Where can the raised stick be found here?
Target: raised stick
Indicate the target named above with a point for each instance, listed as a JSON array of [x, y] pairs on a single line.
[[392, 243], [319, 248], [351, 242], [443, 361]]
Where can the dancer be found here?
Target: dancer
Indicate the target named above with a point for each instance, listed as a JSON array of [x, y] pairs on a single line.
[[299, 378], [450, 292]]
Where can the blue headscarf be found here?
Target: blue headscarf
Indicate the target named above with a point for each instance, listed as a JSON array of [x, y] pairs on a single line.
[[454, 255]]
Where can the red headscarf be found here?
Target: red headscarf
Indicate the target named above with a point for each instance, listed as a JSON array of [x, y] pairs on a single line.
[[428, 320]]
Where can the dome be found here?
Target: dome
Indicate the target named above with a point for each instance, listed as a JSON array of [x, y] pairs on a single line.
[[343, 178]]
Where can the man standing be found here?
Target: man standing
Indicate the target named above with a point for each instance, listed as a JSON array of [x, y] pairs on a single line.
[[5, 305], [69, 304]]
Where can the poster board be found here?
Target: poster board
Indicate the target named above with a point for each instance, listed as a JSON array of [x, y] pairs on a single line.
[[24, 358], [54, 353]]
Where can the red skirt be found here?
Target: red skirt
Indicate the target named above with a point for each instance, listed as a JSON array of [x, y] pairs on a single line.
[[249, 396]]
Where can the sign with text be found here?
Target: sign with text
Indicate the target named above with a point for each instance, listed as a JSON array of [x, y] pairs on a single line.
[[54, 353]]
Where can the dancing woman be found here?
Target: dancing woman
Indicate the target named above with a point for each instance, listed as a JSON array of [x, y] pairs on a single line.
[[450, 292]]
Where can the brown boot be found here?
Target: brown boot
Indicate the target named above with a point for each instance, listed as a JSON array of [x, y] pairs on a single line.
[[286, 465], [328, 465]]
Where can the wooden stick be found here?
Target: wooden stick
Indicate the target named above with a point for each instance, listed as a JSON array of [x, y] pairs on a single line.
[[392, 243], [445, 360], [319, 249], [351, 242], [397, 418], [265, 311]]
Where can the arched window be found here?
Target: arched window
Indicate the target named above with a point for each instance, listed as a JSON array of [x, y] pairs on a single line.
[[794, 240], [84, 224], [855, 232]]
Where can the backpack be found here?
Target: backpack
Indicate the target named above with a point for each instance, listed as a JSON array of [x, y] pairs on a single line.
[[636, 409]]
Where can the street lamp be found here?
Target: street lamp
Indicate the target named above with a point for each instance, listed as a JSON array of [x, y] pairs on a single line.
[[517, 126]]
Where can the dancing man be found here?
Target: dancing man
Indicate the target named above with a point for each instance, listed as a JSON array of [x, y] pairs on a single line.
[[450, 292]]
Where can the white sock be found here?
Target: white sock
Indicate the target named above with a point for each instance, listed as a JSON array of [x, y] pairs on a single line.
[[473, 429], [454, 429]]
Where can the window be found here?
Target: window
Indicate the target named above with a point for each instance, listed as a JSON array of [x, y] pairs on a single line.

Exercise requirements: Print the records above again without any change, starting at their first line and ending with the line that contains "[[392, 243], [319, 248], [351, 242], [443, 361]]", including that line.

Output:
Where can the raised stick be found here?
Target: raised stick
Indicate the target named above with a point for each instance, listed as a JSON array of [x, y] pairs on a single line.
[[392, 243], [319, 248], [351, 242], [443, 361]]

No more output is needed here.